* **原文**:
=====

日本だけでなく、世界の様々な国の考え方や事情を知っているからこその考え方が詰まっている。

AIに対して、多くは「AIに仕事が奪われるという」と言うが、本書ではそんな「人間vsAI」という議論は意味がないと切り捨てている。実際には「AIを使わない人」と「AIを使える人」に分かれていくのだと言う、だからこそ、AI時代に対応できる知識を身につける必要があり、そのための教育の必要性を強調している。そんなAI時代に備えて次の3つのスキルの重要性を語っている。

  • ビジネス力
    課題背景を理解した上でビジネス課題を整理し、解決する力
  • データエンジニアリング力
    データサイエンスを意味のある形に使えるようにし、実装、運用できるようにする力
  • データサイエンス力
    統計数理、分析的な素養の上、情報処理、人工知能などの情報科学系の知恵を理解し、使う力

教育について語っている章では、日本と海外の大学の(特にアメリカの)システムの違いについて触れている。日本ではどんどん予算が削られ、教員の給料が頭打ちになっているために、優秀な教員が海外に奪われる自体が起きているだけでなく、卒業生からの寄付も少ないのでどんどん海外の大学に置いていかれているという。

=====

* **問題**: 上にあるAI時代のスキルと教育についての文章を、最後の一文の後から書き継いでください。

=====

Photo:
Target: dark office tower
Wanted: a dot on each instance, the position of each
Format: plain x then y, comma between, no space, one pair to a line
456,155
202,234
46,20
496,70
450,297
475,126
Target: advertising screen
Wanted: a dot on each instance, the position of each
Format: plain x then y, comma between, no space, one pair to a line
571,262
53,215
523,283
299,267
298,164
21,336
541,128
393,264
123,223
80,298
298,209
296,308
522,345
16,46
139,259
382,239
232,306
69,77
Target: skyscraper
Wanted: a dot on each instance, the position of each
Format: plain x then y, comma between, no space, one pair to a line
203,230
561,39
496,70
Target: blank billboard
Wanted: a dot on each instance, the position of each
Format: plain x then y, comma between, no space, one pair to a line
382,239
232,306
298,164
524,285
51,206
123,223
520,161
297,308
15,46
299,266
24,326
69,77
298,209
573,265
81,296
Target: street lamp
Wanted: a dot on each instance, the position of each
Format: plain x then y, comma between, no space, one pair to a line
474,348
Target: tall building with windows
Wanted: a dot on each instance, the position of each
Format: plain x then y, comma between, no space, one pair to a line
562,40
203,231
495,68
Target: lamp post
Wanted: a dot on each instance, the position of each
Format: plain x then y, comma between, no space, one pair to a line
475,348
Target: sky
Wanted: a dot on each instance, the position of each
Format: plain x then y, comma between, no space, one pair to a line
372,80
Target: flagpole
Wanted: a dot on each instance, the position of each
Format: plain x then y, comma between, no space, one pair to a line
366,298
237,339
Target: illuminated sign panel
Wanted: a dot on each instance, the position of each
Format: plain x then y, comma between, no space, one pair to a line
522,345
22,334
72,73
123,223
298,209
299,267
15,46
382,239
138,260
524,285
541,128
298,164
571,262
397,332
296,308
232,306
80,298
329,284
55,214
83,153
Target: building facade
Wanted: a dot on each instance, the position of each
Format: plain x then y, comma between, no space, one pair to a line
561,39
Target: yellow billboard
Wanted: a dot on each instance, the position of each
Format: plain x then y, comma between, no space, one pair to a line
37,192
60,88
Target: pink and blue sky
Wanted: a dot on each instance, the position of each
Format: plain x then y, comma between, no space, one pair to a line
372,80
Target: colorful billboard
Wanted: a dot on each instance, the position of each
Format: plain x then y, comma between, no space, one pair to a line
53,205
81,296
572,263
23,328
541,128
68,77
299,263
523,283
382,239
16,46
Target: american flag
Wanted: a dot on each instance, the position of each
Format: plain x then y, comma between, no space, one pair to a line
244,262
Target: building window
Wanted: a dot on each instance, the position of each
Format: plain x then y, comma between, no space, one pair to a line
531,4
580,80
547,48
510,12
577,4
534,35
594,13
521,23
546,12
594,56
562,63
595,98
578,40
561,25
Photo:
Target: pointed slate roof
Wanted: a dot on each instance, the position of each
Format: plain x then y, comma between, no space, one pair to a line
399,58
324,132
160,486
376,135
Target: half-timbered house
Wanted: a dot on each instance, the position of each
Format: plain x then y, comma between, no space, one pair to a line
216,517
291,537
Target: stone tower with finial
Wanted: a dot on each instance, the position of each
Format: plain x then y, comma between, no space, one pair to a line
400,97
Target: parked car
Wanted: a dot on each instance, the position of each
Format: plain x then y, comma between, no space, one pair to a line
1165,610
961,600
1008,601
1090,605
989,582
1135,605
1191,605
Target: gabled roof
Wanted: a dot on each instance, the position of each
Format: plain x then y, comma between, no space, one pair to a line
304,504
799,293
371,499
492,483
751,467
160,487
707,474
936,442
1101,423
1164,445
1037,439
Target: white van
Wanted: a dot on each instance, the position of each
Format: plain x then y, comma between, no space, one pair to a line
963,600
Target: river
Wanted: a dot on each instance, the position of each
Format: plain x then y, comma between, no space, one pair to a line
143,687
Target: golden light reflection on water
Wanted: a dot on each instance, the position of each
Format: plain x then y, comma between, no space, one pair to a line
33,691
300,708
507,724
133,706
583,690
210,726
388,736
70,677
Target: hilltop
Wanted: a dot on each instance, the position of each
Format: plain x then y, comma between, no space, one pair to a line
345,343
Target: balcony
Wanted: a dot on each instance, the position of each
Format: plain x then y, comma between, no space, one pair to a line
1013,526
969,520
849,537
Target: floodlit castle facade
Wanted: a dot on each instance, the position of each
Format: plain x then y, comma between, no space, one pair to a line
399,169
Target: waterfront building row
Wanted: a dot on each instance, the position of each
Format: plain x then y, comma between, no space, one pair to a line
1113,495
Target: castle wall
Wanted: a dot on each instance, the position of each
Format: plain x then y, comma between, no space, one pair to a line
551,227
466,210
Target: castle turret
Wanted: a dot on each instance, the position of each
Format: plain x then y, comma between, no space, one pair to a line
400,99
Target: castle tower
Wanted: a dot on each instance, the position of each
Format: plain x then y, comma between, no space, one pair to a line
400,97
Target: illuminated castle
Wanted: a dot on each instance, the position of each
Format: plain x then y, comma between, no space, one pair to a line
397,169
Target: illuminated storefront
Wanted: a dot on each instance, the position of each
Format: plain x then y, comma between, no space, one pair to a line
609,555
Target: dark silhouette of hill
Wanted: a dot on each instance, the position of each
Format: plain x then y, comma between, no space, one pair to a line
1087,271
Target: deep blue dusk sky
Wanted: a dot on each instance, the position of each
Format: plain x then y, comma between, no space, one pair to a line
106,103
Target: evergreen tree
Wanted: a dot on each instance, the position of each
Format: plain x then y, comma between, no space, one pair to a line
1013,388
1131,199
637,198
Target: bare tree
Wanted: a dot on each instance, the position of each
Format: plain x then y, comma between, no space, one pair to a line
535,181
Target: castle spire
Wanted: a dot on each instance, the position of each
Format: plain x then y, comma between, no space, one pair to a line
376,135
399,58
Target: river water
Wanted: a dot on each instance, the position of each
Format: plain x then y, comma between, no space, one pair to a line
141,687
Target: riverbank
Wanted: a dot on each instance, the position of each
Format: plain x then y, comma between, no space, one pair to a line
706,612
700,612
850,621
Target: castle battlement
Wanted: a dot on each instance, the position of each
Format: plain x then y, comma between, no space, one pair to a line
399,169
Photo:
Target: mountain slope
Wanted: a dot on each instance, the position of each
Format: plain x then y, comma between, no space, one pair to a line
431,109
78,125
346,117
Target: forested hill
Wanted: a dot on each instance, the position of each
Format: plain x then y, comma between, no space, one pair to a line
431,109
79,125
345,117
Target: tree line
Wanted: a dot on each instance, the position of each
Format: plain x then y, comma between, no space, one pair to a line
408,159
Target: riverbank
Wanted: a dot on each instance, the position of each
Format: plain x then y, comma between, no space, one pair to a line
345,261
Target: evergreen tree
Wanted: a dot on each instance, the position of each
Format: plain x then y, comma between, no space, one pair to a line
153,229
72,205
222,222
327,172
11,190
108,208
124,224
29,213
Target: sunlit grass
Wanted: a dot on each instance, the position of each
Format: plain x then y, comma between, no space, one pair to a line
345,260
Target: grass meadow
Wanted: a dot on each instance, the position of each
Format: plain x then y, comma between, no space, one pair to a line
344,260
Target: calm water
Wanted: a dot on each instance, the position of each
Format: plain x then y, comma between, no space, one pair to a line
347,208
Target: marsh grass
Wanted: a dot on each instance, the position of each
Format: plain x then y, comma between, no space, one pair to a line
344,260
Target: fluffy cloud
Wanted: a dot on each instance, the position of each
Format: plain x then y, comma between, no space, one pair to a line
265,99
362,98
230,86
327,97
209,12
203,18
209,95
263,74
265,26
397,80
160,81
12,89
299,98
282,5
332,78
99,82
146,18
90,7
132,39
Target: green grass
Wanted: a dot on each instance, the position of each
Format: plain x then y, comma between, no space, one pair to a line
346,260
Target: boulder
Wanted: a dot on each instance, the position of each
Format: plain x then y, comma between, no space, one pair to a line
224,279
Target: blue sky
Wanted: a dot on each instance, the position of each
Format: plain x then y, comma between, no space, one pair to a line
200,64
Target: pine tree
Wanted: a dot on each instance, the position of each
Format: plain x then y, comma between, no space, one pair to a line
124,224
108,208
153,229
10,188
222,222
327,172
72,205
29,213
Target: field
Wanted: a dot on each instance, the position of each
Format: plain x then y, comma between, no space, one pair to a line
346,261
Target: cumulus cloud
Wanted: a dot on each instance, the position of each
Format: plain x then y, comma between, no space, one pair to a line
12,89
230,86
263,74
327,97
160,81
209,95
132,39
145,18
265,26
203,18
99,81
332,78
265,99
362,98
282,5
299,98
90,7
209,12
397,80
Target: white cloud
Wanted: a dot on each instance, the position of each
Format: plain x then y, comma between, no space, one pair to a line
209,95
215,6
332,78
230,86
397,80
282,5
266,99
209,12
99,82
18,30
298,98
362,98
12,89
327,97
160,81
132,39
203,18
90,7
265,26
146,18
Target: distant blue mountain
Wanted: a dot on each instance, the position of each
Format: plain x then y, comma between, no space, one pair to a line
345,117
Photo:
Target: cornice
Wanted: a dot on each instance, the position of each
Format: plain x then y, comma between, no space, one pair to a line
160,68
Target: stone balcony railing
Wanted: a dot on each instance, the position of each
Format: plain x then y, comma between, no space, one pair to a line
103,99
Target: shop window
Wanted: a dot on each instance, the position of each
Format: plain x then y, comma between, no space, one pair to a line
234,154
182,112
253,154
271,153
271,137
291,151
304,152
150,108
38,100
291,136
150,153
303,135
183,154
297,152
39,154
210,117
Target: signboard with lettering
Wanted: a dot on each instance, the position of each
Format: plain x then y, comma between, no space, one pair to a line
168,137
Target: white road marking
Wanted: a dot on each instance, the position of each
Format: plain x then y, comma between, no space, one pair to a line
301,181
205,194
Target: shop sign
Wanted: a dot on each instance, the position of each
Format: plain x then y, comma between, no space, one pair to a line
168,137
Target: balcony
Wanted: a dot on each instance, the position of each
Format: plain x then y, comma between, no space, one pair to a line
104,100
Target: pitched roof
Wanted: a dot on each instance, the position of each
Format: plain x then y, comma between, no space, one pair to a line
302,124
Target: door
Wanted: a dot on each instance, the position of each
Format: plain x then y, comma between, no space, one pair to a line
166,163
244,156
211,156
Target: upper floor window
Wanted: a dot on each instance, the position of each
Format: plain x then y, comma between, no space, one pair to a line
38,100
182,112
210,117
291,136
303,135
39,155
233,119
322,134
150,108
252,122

=====

* **あなたの回答**:
医療や高齢化社会という問題については、老人ではなく若い人に投資する社会にすべきと語り、また尊厳死の合法化にまで触れている点が面白い。

さまざまなデータから日本が進むべき未来を提言している。圧倒的なデータ量とその知識に驚かされるだろう。僕自身AI時代に備えるとともに、子供を持つ親として、どのような教育を子供に与えるべきかを考えさせられる内容である。